| RECORDED DATA |

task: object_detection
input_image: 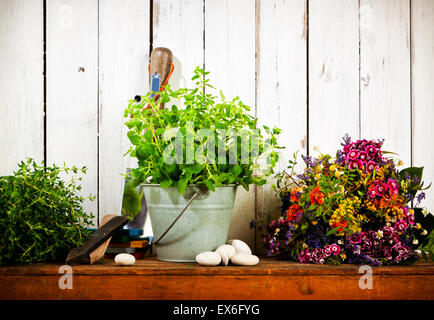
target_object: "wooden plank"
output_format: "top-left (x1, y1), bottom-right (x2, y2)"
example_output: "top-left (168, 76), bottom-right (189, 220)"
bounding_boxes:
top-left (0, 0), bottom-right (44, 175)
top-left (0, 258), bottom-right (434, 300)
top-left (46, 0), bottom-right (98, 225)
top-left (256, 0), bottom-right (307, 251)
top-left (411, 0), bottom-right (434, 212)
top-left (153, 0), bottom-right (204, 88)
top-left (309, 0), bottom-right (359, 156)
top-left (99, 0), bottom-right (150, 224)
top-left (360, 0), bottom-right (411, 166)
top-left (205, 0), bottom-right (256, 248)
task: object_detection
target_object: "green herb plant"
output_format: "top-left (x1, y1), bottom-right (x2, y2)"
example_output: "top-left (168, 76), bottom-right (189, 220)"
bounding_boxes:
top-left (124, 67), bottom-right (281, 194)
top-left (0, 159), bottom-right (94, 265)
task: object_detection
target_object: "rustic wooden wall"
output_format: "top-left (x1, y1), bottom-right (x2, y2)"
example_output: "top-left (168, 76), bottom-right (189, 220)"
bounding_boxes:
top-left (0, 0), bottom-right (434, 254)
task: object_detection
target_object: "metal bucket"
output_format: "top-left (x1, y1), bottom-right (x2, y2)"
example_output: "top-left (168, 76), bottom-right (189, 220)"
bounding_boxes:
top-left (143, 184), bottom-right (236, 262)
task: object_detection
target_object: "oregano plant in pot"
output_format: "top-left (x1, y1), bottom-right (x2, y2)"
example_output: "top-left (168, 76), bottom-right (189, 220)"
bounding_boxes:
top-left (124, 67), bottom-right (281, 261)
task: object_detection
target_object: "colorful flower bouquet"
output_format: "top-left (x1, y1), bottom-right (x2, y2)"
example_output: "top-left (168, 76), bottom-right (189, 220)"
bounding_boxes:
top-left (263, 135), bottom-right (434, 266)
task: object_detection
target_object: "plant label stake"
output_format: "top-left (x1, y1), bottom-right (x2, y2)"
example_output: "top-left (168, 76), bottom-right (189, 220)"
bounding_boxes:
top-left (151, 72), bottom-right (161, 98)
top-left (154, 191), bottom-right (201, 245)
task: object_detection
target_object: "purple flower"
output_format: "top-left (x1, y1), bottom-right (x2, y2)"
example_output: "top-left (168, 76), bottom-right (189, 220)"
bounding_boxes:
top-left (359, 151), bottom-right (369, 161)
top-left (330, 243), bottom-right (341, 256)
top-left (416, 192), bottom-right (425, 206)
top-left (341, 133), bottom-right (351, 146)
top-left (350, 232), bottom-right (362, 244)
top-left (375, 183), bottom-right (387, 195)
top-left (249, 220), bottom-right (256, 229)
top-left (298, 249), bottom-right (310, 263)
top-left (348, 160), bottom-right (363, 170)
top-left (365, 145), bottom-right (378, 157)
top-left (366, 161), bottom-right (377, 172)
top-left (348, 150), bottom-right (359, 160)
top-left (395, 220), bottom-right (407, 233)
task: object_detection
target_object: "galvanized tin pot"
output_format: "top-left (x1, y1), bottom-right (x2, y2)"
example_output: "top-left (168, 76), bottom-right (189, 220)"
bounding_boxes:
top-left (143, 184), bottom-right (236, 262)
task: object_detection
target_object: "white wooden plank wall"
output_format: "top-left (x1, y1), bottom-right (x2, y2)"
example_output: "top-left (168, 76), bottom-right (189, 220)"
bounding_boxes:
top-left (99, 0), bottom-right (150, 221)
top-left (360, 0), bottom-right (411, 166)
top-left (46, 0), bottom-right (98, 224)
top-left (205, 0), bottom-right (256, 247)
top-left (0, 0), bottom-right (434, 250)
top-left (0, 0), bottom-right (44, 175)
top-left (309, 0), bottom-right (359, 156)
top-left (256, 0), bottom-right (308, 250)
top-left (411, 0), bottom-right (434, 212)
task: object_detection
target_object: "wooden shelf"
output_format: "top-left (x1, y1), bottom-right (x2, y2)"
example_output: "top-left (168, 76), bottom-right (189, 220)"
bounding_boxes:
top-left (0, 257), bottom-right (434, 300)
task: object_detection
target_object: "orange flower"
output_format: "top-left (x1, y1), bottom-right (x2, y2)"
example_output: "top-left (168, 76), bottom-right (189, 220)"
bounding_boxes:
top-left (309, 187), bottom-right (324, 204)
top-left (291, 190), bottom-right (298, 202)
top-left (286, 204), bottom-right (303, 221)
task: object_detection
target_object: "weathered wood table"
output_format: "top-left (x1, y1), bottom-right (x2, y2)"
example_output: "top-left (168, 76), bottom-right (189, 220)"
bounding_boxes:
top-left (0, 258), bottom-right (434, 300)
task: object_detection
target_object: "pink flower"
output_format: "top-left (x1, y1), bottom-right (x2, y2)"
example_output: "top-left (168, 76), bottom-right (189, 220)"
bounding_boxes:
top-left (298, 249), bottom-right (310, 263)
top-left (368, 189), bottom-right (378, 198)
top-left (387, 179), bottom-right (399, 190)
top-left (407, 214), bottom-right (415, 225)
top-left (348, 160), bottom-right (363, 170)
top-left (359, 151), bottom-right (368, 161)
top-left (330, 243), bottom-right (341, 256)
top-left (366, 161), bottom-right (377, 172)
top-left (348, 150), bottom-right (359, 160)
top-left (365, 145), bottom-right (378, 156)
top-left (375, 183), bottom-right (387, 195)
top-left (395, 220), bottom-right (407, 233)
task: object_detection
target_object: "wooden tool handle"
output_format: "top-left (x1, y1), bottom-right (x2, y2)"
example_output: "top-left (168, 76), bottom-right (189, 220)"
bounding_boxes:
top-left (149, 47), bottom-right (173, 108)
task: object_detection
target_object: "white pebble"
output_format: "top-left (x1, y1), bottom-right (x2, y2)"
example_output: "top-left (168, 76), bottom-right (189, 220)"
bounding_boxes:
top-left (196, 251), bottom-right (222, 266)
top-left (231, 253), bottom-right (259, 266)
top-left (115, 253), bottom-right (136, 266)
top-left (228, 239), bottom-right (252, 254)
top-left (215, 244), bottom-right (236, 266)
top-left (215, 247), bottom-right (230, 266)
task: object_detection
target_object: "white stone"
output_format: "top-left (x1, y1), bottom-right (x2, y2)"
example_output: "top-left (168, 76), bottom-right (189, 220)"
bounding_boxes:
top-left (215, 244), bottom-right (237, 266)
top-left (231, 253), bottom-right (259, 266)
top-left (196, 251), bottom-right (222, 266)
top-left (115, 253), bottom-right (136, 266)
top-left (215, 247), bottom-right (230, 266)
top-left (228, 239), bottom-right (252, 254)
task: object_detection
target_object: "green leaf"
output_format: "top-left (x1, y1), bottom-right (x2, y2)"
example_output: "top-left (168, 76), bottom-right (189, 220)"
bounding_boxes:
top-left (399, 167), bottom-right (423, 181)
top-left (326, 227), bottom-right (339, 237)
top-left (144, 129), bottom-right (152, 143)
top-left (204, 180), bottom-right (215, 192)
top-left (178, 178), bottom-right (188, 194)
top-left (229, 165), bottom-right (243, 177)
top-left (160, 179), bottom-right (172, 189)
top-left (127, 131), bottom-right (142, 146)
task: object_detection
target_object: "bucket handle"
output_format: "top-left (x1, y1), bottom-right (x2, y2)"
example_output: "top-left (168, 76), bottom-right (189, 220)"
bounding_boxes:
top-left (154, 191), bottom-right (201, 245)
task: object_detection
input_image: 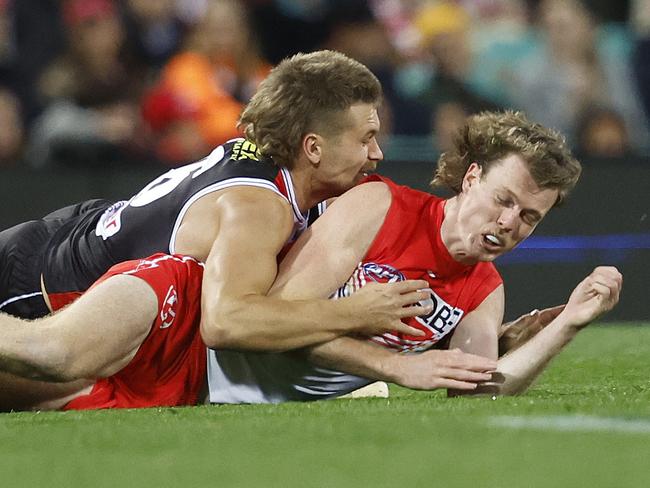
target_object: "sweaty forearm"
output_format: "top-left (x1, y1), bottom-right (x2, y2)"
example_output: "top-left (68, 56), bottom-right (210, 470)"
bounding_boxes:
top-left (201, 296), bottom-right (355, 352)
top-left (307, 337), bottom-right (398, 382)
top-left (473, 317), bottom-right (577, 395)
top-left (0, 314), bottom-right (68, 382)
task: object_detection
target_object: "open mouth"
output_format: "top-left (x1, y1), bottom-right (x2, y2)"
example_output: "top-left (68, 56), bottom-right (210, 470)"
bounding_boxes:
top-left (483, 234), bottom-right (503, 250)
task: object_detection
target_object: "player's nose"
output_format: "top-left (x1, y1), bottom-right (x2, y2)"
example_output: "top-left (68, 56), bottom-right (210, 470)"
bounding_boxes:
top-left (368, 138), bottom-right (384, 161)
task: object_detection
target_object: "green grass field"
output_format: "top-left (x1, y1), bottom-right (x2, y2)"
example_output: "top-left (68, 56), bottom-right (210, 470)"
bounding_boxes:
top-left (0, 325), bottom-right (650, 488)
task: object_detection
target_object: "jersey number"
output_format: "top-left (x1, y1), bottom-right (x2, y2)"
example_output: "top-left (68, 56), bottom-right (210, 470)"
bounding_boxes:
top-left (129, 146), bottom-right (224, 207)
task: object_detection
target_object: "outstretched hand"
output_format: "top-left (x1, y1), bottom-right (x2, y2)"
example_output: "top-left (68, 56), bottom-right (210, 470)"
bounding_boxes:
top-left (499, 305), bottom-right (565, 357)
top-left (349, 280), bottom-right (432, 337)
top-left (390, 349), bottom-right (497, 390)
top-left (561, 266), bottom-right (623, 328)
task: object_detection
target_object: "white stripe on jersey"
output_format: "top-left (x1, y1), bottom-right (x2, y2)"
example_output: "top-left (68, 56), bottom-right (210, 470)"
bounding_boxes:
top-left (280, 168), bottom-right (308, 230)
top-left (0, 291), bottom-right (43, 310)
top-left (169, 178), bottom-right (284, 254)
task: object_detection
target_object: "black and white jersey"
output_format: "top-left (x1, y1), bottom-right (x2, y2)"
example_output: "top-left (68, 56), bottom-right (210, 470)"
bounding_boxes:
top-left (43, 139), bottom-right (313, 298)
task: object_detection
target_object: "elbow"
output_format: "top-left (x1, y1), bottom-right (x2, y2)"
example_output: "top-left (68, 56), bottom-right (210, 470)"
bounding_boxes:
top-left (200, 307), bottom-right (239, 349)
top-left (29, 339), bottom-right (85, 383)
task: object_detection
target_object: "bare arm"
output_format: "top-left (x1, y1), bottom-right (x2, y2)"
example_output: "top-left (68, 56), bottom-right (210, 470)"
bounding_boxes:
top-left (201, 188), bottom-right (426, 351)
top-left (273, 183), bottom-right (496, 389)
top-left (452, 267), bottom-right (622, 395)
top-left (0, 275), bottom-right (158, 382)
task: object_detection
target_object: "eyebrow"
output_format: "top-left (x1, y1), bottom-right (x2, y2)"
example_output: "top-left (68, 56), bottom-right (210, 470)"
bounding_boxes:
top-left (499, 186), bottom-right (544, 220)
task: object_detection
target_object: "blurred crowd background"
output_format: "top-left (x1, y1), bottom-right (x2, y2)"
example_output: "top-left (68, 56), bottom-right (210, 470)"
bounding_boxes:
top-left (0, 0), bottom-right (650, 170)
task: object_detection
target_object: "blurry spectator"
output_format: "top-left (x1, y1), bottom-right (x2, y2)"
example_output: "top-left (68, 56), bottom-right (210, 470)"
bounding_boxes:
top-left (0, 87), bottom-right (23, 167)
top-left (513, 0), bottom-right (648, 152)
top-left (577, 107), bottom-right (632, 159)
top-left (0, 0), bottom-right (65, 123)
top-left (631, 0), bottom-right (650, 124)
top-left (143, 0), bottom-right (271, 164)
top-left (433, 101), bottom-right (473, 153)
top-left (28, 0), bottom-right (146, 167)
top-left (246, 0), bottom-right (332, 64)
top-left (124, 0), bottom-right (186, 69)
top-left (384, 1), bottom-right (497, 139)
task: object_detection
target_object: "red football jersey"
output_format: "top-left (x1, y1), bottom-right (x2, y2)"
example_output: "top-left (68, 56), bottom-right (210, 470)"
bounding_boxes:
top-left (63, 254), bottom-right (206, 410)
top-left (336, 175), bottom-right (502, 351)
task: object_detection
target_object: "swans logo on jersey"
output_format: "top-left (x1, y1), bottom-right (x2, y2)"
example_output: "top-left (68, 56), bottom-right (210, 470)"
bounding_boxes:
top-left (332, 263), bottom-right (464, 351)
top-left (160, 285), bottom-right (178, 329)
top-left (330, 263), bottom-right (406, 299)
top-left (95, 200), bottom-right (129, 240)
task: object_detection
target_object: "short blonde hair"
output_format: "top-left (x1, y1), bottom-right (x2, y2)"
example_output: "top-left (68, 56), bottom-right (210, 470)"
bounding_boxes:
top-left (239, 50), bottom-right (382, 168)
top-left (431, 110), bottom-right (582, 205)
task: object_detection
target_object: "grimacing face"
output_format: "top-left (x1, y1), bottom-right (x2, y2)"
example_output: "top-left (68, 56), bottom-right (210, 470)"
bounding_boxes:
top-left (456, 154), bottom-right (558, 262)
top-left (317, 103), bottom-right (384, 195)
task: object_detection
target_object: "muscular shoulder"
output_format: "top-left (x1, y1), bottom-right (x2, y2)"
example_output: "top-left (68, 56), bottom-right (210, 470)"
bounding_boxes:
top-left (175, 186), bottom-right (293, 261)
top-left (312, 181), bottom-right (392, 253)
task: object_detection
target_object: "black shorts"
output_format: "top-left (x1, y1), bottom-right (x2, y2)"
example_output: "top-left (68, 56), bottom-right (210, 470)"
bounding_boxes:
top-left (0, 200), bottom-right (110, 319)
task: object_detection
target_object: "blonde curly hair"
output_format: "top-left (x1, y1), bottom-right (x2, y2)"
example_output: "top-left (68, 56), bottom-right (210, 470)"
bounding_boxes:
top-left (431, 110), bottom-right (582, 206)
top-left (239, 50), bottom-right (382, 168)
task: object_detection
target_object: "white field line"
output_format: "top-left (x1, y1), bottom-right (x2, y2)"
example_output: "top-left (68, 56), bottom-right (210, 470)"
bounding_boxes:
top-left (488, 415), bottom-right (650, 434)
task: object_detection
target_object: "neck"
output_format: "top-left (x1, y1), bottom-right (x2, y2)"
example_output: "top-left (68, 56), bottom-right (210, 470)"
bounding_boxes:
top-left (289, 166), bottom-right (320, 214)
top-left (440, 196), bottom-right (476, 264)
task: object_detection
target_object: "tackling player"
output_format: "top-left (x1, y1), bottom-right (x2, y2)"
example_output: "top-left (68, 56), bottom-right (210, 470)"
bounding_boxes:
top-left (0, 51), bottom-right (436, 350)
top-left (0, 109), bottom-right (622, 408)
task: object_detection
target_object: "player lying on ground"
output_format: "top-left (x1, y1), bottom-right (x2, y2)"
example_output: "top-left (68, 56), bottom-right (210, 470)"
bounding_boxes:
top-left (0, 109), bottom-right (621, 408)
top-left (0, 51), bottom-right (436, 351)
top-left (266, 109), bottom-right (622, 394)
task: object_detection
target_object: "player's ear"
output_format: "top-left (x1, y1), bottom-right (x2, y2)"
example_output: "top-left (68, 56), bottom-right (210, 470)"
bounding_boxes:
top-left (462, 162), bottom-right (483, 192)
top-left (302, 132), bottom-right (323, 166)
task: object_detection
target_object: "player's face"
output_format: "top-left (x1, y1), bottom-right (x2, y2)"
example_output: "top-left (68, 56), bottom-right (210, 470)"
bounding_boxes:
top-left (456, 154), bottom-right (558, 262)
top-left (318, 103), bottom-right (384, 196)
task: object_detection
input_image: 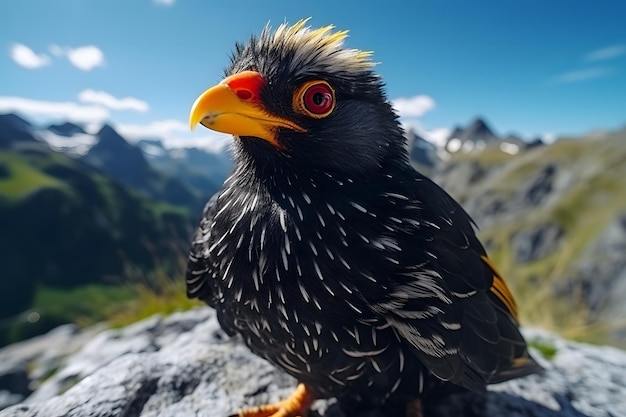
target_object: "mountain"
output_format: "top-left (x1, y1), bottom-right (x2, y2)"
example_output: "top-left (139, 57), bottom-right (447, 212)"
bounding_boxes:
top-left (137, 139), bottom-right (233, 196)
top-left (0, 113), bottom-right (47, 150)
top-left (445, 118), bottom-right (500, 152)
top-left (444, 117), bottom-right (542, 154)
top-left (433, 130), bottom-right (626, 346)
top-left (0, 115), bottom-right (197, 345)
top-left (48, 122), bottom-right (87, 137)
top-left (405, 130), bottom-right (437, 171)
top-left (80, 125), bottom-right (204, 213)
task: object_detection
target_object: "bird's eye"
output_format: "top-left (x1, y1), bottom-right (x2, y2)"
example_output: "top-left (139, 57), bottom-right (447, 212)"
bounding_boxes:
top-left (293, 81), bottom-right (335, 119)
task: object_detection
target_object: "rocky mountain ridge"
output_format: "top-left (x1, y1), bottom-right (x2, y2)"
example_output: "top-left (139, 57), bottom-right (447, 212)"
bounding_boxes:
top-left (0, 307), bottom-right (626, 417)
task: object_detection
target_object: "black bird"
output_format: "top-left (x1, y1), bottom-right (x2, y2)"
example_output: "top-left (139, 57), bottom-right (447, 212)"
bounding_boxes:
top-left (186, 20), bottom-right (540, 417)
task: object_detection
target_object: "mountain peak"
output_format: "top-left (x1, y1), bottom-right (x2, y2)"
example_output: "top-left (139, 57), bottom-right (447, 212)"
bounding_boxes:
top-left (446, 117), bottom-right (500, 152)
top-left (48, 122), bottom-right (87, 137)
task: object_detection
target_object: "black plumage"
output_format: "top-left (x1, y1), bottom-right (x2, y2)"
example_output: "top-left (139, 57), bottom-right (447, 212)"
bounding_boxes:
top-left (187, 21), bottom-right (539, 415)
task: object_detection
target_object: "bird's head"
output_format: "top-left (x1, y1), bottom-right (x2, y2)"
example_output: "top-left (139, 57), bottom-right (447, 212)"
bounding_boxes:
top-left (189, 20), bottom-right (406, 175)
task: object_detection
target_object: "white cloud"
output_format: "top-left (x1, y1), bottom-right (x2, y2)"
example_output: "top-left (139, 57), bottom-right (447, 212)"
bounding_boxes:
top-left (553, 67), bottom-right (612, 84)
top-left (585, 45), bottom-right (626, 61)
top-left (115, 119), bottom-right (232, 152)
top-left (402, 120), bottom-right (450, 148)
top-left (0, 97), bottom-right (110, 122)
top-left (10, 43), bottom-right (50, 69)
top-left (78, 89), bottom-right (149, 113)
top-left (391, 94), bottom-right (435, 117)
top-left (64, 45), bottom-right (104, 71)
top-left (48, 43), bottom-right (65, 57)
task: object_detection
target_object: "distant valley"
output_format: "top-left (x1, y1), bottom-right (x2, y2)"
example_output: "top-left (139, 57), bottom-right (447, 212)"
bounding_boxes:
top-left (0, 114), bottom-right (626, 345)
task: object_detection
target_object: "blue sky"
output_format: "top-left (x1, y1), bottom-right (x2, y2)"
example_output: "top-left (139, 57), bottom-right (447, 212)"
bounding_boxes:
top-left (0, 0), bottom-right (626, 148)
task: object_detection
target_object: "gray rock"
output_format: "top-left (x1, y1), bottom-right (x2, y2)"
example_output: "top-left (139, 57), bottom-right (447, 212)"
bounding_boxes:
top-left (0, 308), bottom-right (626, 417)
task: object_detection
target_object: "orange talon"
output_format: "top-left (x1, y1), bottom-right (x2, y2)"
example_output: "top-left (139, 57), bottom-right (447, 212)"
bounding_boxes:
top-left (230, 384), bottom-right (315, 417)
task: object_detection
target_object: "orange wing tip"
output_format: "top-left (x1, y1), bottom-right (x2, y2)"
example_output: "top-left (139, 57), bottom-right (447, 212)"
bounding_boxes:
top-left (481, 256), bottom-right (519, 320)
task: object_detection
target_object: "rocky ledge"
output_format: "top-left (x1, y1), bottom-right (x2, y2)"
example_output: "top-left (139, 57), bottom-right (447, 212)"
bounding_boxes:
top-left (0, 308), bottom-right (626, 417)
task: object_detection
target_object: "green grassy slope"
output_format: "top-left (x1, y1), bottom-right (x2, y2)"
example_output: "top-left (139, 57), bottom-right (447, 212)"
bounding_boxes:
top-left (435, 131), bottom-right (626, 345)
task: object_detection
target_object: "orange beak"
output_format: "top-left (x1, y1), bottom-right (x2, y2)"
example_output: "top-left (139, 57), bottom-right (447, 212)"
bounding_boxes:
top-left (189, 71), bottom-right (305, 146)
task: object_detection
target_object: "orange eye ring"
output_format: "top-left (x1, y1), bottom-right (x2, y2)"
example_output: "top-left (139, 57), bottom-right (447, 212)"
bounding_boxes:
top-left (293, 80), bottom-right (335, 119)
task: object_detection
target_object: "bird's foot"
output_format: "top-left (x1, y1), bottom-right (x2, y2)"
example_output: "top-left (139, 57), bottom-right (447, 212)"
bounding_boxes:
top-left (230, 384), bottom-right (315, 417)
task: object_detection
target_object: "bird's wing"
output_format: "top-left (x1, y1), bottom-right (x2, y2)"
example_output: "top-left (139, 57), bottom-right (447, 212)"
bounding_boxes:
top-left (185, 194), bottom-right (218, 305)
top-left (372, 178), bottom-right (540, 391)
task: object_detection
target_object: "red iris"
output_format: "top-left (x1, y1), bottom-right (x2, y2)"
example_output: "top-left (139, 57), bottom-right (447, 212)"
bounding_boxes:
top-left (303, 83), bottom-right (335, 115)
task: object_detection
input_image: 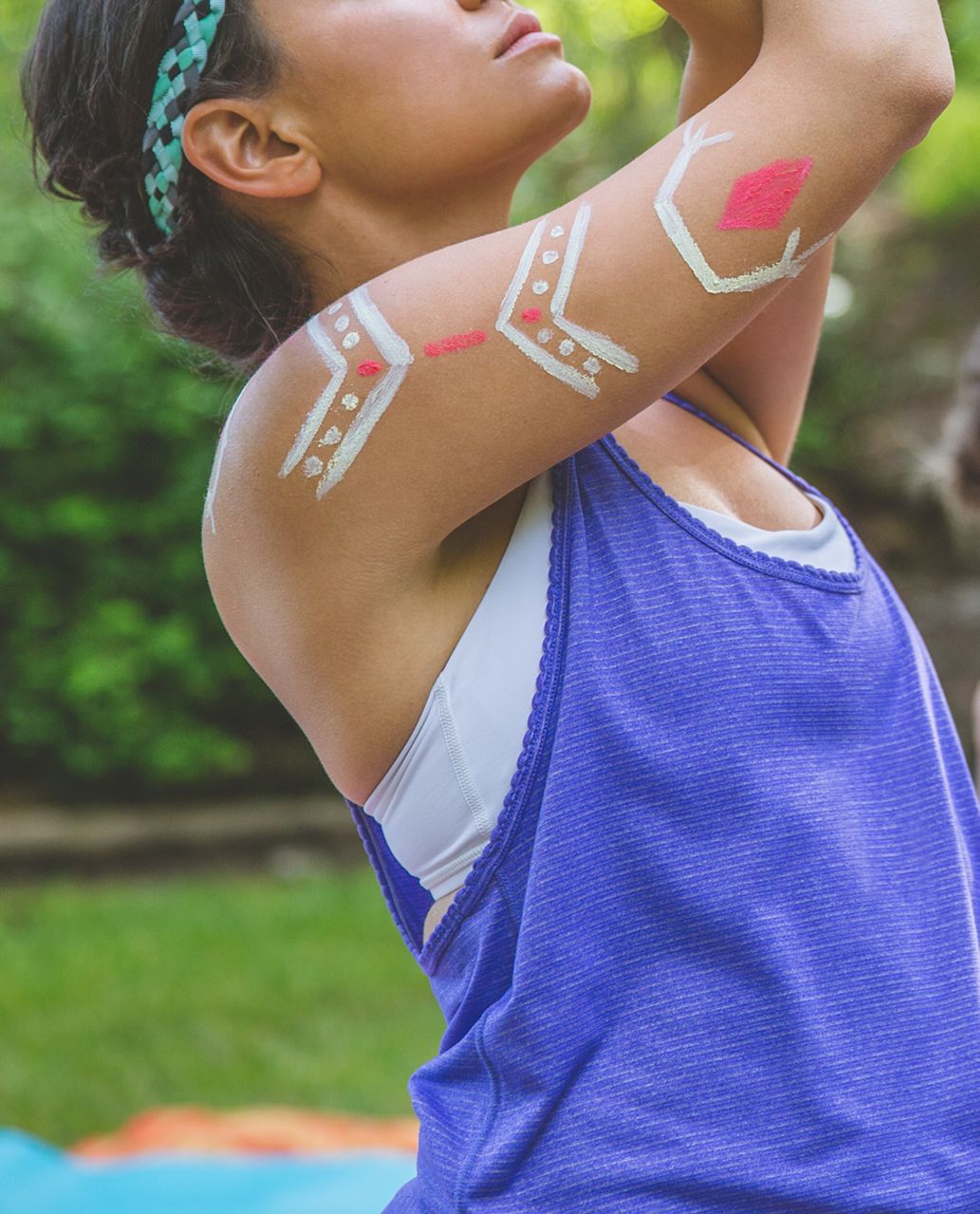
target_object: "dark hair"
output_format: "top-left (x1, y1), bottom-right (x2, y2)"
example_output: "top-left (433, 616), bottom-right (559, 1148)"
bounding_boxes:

| TASK GOAL |
Please render the records from the start through the line with "top-left (0, 159), bottom-right (94, 265)" as a two-column CSV headed record_text and boxes, with one row per record holding its text and its answer, each in one quoted field with line breaks turned into spaces. Leave the pictures out.

| TASK RESPONSE |
record_text,boxes
"task: object_detection input_image: target_object: ""wooden plank"" output_format: ""top-left (x1, y1), bottom-right (x2, y2)"" example_output: ""top-left (168, 76), bottom-right (189, 220)"" bounding_boxes:","top-left (0, 0), bottom-right (44, 175) top-left (0, 258), bottom-right (434, 300) top-left (46, 0), bottom-right (98, 225) top-left (256, 0), bottom-right (307, 251) top-left (411, 0), bottom-right (434, 212) top-left (153, 0), bottom-right (204, 88) top-left (309, 0), bottom-right (359, 156) top-left (99, 0), bottom-right (150, 224) top-left (360, 0), bottom-right (411, 166) top-left (205, 0), bottom-right (256, 248)"
"task: object_detection target_object: ""green herb plant"" output_format: ""top-left (x1, y1), bottom-right (x2, y2)"" example_output: ""top-left (168, 76), bottom-right (189, 220)"" bounding_boxes:","top-left (124, 67), bottom-right (281, 194) top-left (0, 159), bottom-right (94, 265)"